**Page text**
☆ ☆ ☆ ☆ ☆ ☆ ☆

Matt Goddard
Sometimes it takes the wrong guys to do the right thing.
The latest Marvel films tend to come with baggage full of hope. Hope that they might recapture the magic of the MCU’s heyday. Hope that they could right the ship of the Multiverse Saga, lacking as it has, the gentle hero assembling of the Infinity Saga. With Avengers: Doomsday filming as Thunderbolts* reaches cinemas, it’s notable that Earth’s Mightiest Heroes haven’t been seen for years.
With Thundebolts* closing the MCU’s Phase 5, it feels like Marvel has fixed itself with one antiheroic sweep.
Black Widow Yelena Belova (Florence Pugh) is having a mid-saga crisis. Competently cleaning up black ops sites for CIA director Valentina Allegra de Fontaine (Julia Louis-Dreyfus), she struggles with life, her sister’s loss, and hasn’t heard from her ‘dad’ Red Guardian (David Harbour) for a year. Accepting one last mission before a career change, she finds herself trapped with several other Valentina agents, all targeting each other. She, Taskmaster (Olga Kurylenko), Ghost (Hannah John-Kamen) and former Captain America John Walker (Wyatt Russell) are the last pieces of evidence Valentina wants eradicated. Escape is one thing, but then there’s the mystery of the shy and quirky man they find there: just who is Bob (Lewis Pullman)?
While Valentina dodges impeachment hearings by covering her dark history of deadly experiments, it becomes clear that one attempt to create a controllable superhero may have worked. With new Congressman Bucky ‘Winter Soldier’ Barnes (Sebastian Stan) on her trail, all Valentia needs is to eliminate those pesky antiheroes before they form some kind of dysfunctional superteam and stop her and whatever she’s cooking up.
The age-old problem with stories about bad guys is that they don’t stay bad for long. As soon as they start shooting at hordes of other bad guys, they might as well be heroes. Marvel ensures that, despite assembling a motley crew of wronguns, they avoid the trap that similar films (DC’s Suicide Squad) have fallen into. First, by leaning into its characters, and second, having a plan for them beyond this punchy antihero outing. See that mysterious ‘*’ in the title?
These Thunderbolts aren’t just bad people pulled together as an excuse for R-rated action. As the film takes pains to point out through iterations of Monty Python’s ‘Four Yorkshiremen’ sketch, each of the Thunderbolts is a damaged, brutalised soul with plenty of trauma to overcome.
What better time to introduce one of the highest-powered characters (with a dark side) in the Marvel pantheon? Even if viewers aren’t familiar with the flawed but immensely powerful Sentry, the film eloquently applies its giant metaphor.
The result is surprisingly effective. Thunderbolts* has plenty of ground-level, rugged action, pitting its cast of mid-powered supers against each other and hail after hail of bullets. Throughout, the cast is uniformly excellent, with each returning character earning their finest hour so far (yes, even John Walker). One early casualty, and barely a spoiler given the promos, is Taskmaster. It’s a shame Kurylenko’s time in the MCU doesn’t earn a reprieve. Her removal from the action plays into the film’s dynamics, but it’s also an example of Thunderbolts*’s misstep: it takes some odd steps into the sad pasts of its antiheroes and not wringing out that Black Widow connection enough is a missed opportunity—especially with that film’s scribe Eric Pearson on co-writing duty.

☆ ☆ ☆ ☆ ☆ ☆ ☆

**Data entries**

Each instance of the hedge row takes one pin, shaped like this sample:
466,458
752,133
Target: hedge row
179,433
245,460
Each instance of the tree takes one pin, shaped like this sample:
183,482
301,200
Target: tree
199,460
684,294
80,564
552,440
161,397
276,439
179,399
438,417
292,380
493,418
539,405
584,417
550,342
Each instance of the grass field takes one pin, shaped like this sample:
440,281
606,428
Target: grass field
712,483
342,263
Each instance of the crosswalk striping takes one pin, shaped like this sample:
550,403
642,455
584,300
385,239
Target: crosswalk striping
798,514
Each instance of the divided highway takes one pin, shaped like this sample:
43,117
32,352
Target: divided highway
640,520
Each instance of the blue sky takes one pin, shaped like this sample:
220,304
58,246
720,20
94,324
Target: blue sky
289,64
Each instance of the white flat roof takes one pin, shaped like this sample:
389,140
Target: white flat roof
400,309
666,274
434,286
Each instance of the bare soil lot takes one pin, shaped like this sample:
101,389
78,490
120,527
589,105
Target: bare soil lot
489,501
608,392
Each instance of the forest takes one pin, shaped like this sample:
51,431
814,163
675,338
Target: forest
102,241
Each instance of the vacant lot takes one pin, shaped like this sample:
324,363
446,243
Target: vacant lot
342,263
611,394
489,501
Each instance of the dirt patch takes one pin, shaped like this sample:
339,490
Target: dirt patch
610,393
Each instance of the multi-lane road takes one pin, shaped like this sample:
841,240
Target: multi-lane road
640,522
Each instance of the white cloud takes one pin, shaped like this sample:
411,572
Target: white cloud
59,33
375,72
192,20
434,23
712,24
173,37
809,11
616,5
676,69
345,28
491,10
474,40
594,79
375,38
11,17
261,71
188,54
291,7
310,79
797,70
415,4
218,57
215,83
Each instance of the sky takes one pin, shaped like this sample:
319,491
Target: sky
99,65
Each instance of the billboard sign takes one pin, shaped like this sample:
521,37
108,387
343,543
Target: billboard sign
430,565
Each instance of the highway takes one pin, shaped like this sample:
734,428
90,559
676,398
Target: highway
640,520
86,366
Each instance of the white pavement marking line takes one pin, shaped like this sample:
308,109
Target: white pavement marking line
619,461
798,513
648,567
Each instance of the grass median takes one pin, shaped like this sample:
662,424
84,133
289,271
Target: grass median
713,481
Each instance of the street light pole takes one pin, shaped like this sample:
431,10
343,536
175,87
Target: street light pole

☆ ☆ ☆ ☆ ☆ ☆ ☆

**Objectives**
- 1) Answer these questions using the Thunderbolts* review:
(a) Which actor plays Yelena Belova?
(b) Which phase of the MCU does the film close?
(c) Which Monty Python sketch does the film draw on to show the team's trauma?
- 2) Shift the answer coordinates in the records by adding 88 to every number. Write out everything from the line containing "Each instance of the sky" down to the end of the records, with the requests kept in place.
The records are unrelated to the review.

**Per-task answers**
- 1)
(a) Florence Pugh
(b) Phase 5
(c) The 'Four Yorkshiremen' sketch

- 2)
Each instance of the sky takes one pin, shaped like this sample:
319,491
Target: sky
187,153
Each instance of the billboard sign takes one pin, shaped like this sample:
521,37
108,387
343,543
Target: billboard sign
518,653
Each instance of the highway takes one pin, shaped like this sample:
734,428
90,559
676,398
Target: highway
728,608
174,454
Each instance of the white pavement marking line takes one pin, shaped like this sample:
308,109
Target: white pavement marking line
707,549
886,601
736,655
Each instance of the grass median takes one pin, shaped like this sample:
662,424
84,133
289,271
Target: grass median
801,569
Each instance of the street light pole takes one pin, shaped like this sample:
431,10
343,536
175,87
Target: street light pole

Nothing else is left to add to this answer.